■ WORK TO BE COMPLETED: Print out each record below, unaltered and complete, without its images.

:::

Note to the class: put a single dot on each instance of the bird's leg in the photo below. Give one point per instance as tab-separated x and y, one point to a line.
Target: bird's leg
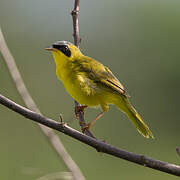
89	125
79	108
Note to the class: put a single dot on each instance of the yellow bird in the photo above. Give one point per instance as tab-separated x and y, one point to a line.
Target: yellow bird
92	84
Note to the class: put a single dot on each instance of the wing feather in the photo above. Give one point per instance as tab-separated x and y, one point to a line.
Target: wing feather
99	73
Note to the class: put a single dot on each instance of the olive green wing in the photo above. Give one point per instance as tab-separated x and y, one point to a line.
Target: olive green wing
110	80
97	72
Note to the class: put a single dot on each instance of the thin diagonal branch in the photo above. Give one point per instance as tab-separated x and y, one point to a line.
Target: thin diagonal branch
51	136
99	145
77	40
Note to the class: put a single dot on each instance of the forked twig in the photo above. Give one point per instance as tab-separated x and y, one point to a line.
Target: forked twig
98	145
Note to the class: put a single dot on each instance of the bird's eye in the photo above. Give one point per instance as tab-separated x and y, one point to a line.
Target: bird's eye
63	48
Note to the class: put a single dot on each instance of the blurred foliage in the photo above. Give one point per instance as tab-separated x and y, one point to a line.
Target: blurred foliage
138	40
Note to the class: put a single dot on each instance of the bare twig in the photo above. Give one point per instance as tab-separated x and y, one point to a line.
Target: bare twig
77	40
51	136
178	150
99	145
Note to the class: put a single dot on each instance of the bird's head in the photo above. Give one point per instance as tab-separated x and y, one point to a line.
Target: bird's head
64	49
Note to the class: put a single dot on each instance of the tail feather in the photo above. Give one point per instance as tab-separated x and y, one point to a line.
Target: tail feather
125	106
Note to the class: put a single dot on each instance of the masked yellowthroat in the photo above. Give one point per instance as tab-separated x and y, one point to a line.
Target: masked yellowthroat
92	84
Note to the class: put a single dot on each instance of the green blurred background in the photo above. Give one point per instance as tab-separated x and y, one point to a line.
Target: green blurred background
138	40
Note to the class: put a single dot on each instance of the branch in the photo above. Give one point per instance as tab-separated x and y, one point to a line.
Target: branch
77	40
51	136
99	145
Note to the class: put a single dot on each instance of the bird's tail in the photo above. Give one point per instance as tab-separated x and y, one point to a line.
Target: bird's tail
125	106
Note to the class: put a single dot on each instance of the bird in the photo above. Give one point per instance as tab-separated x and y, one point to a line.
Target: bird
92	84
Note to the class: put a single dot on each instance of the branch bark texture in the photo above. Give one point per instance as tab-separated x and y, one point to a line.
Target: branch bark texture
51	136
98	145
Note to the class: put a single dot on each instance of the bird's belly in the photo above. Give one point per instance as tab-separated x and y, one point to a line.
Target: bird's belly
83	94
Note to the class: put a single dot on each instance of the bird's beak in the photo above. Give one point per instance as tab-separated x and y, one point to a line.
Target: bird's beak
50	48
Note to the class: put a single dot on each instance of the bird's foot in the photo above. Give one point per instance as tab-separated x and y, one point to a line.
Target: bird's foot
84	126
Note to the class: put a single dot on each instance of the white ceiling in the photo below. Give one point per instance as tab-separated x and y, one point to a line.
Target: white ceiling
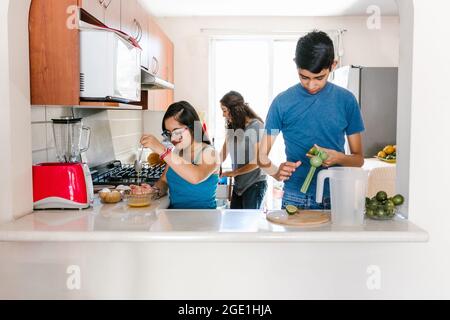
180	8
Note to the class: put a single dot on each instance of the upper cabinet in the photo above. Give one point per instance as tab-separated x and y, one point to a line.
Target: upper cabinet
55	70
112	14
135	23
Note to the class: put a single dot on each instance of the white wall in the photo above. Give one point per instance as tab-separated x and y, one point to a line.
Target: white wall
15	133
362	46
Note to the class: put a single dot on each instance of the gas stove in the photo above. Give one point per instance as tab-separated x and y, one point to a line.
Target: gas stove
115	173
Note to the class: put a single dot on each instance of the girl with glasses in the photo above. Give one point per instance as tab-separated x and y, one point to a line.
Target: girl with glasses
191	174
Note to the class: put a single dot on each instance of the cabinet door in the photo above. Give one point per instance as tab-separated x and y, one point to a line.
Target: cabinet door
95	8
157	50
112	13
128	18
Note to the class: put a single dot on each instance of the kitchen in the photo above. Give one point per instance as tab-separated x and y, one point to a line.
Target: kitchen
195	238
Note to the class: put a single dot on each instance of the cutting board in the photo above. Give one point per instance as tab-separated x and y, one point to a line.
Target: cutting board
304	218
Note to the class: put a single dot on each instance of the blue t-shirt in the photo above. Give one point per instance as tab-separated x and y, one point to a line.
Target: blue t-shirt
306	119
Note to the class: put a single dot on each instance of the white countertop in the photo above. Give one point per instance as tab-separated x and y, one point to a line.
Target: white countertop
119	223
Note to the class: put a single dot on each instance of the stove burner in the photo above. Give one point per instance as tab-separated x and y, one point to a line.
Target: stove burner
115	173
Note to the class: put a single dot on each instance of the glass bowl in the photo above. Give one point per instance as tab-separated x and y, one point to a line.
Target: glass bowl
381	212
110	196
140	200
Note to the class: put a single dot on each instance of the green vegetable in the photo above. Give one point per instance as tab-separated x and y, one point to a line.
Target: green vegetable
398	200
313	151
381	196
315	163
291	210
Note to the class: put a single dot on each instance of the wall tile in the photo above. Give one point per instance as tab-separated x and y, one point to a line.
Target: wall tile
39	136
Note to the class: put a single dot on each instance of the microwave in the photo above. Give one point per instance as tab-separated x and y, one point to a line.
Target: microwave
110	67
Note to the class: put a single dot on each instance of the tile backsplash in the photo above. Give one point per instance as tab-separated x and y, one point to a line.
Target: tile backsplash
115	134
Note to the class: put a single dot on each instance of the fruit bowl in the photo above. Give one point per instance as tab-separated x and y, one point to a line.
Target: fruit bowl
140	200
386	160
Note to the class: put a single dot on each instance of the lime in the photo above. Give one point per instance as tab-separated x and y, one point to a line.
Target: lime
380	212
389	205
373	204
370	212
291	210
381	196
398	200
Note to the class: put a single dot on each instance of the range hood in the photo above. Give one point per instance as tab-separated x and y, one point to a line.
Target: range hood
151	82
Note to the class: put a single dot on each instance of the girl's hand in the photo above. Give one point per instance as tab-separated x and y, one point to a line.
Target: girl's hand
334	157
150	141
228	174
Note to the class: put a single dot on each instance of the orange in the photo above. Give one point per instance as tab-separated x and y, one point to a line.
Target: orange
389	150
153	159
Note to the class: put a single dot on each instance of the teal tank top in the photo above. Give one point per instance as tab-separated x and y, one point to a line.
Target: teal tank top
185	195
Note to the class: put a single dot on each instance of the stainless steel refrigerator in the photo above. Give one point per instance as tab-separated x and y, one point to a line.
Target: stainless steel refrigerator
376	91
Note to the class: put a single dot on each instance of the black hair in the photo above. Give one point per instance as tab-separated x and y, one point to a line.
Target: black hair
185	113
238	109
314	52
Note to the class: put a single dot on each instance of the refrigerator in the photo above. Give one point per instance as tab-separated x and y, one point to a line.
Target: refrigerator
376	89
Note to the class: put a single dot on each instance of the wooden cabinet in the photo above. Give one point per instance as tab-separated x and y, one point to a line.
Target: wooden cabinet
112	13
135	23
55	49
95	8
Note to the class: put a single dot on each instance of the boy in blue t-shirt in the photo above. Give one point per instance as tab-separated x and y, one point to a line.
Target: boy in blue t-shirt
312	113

:::

■ TASK OUTPUT:
Note to the class: put a single dot on each instance of the bird's leg in the photo below. Give one point per instance as tab-separated x and y, one point to a line.
Target: bird's leg
89	125
79	108
Note to the class: put a single dot on each instance of the yellow bird in the photo above. Give one point per instance as tab-separated x and y, one point to a line.
Target: yellow bird
92	84
Note to the class: put a single dot on each instance of the wing feather in the photo above. Give one point per instance as tab-separated x and y, one point to a line.
Target: wing feather
99	73
Note to the class: put a single dot on each instance of the olive green wing in the photo above. Give one point per instance as tab-separated x and y, one point to a line.
Target: olive green wing
110	80
97	72
Note to the class: put a single dot on each instance of the thin diagonal branch in the photo above. Give one point per instance as tab-separated x and y, one point to a line.
Target: thin diagonal branch
51	136
99	145
77	40
Note to the class: put a single dot on each instance of the forked twig in the photo above. Give one point per instance as tab-separated x and y, one point to a line.
Target: forked twig
98	145
Note to the class: put a single dot on each instance of the bird's eye in the photo above. Give one point per instance as tab-separated x and y, one point to a line.
Target: bird's eye
63	48
Note to the class: put a single dot on each instance of the blurred foliage in the photo above. Give one point per instance as tab-separated x and y, one point to a line.
Target: blurred foliage
138	40
Note to the class: put a single dot on each instance of the bare twig in the photo above. Give one point per instance as tab-separated x and y, one point to a line.
Target: bare twig
77	40
51	136
178	150
99	145
Note to the class: put a single dot on each instance of the bird's head in the photo above. Give one point per instance as tab-separated x and y, one point to a line.
Target: bird's head
64	49
Note to the class: put a single dot on each instance of the tail feather in the photo above. Give one point per instance as tab-separated x and y, one point to a line.
Target: tail feather
125	106
Note to the class: put a single dot on each instance of the masked yellowthroat in the photo above. Give one point per instance as tab-separated x and y, one point to a line.
Target: masked yellowthroat
92	84
Note to the class: put a single dot on each instance of the green blurred background in the photo above. Give one point per instance as tab-separated x and y, one point to a line.
Target: green blurred background
138	40
Note to the class: put a single dot on each instance of the branch in the photo above. Give one point per instance as tab-separated x and y, one point to a line.
Target: branch
77	40
51	136
99	145
Note to the class: put a single dot on each instance of the bird's tail in the photo above. Give one point per instance as tab-separated x and y, one point to a line.
Target: bird's tail
125	106
Note to the class: put a single dot on each instance of the bird in the photo above. Give one point per instance as tab-separated x and y, one point to a line.
Target: bird
92	84
Note to the class: put a single dot on each instance of the branch bark texture in the photo above. Give one point per instance as tab-separated x and y, one point to a line.
Target: branch bark texture
51	136
98	145
Note to the class: put a single dot on each instance of the bird's belly in the photo above. Give one point per instance as tab-separated x and y, one point to a line.
Target: bird's belly
83	94
Note to the class: put a single dot on each instance of the bird's beak in the photo above. Give one point per instance as tab-separated x and y, one point to a line.
Target: bird's beak
50	48
Note to the class: put a single dot on each instance of the bird's foot in the photo above. Give one point per instance as tab-separated x and y, one point to a line.
Target: bird's foot
84	126
Note to the class: put a single dot on each instance of the white ceiling in the photo below. Give one point per instance as tab-separated x and y, one point to a line.
Target: white ceiling
180	8
Note to the class: put a single dot on each instance of the upper cabinet in the photo above. Give one point per instance as tab-separated x and y, one point to a line.
Target: upper cabinet
55	70
112	14
135	23
Note to the class: put a single dot on each instance of the white wall in the photo above. Give one point per instance as tab-separated x and y, one point to a line.
Target: white wall
15	133
362	46
Note to the class: put a single dot on each instance of the gas stove in the photo above. Give one point per instance as tab-separated x and y, one point to a line.
Target: gas stove
115	173
Note to the class: put a single dot on each instance of the girl with glasses in the photo above. Give one point per instance as tab-separated x and y, one point to a line.
Target: girl with glasses
191	174
Note to the class: put a single dot on each instance of the cabinet door in the photo above. Give one point per instance as tab-separated x and y, one point to a line.
Target: cabinet door
95	8
157	50
112	13
128	18
Note to the class: put a single dot on each instance of the kitchen in the photo above. Give one point per instance as tab-separated x and y, one point to a line.
Target: kitchen
195	238
Note to the class: put a single dot on each instance of the cutting board in the photo above. Give one point per instance as tab-separated x and y, one point to a line.
Target: cutting board
304	218
Note to the class: put a single dot on each instance of the blue t-shirt in the photo above. Give one point per instance as tab-separated x and y, one point to a line.
Target: blue t-shirt
306	119
Note to the class: put a single dot on each instance of the white countertop in the photo above. Give one point per instance as tab-separated x and y, one point to a line.
Target: white countertop
119	223
Note to the class: put a single dot on each instance of the stove burner in the photo above. Give one point per instance as tab-separated x and y, one point to a line.
Target: stove burner
115	173
Note to the class: put a single dot on each instance of the glass bowl in the photo above. Give one point per instance as tab-separated x and y, one point to a line.
Target: glass bowl
381	212
110	196
140	200
Note to the class: put a single dot on each instance of the green vegetable in the photo above. Give one point per instance as tab-separated x and y, one point to a line.
Target: green vegetable
398	200
313	151
381	196
315	163
291	210
Note to the class: put a single dot on each instance of the wall tile in the photo above. Give one point per instance as tab-separated x and y, one point to a line.
Target: wall tile
39	136
Note to the class: put a single dot on each instance of the microwave in the photo above. Give one point per instance as tab-separated x and y, one point to a line.
Target: microwave
110	67
Note to the class: put a single dot on each instance of the tile backsplash in the photo above. Give one point per instance as tab-separated x and y, one point to a line.
Target: tile backsplash
115	134
Note to the class: put a single dot on each instance of the fruit bowl in the photo above. Give one point per instance as tab-separated x and y, one point to a line.
Target: fruit bowl
140	200
386	160
Note to the class: put a single dot on each instance of the lime in the photo above. Give one point per instance as tab-separated x and y, one point to a line.
Target: lime
380	212
389	205
373	204
370	212
291	210
381	196
398	200
Note to the class: put a single dot on each instance of the range hood in the photo above. Give one point per instance as tab-separated x and y, one point to a line.
Target: range hood
151	82
Note to the class: put a single dot on each instance of the girl's hand in the photo above. Give one point per instance as tab-separated x and y, one point to a line.
Target: girl's hand
334	157
150	141
228	174
Note to the class: put a single dot on each instance of the orange in the photo above. Give one point per instance as tab-separated x and y, one point to a line.
Target: orange
389	150
153	159
Note to the class: put a single dot on each instance of the teal tank top in the photo above. Give one point per instance as tab-separated x and y, one point to a line.
Target: teal tank top
185	195
Note to the class: put a single dot on each instance of the stainless steel refrigerator in the photo above. Give one point per instance as tab-separated x and y, one point to a line.
Target: stainless steel refrigerator
376	91
Note to the class: put a single dot on each instance of the black hair in the photo above. Give one point per instance as tab-separated x and y, one point to a line.
Target: black hair
185	113
238	109
314	52
Note to the class: put a single dot on each instance of the refrigerator in the photo above. Give one point per instance as tab-separated x and y, one point to a line.
Target: refrigerator
376	89
Note to the class: put a single dot on each instance of the wooden cabinet in the photo above. Give one point per instance as tab-separated x and y, one point to a line.
Target: wooden cabinet
112	13
135	23
55	49
95	8
Note to the class: put a single dot on each instance of the boy in blue t-shirt in the photo above. Give one point per instance as tab-separated x and y, one point to a line.
Target: boy in blue t-shirt
312	113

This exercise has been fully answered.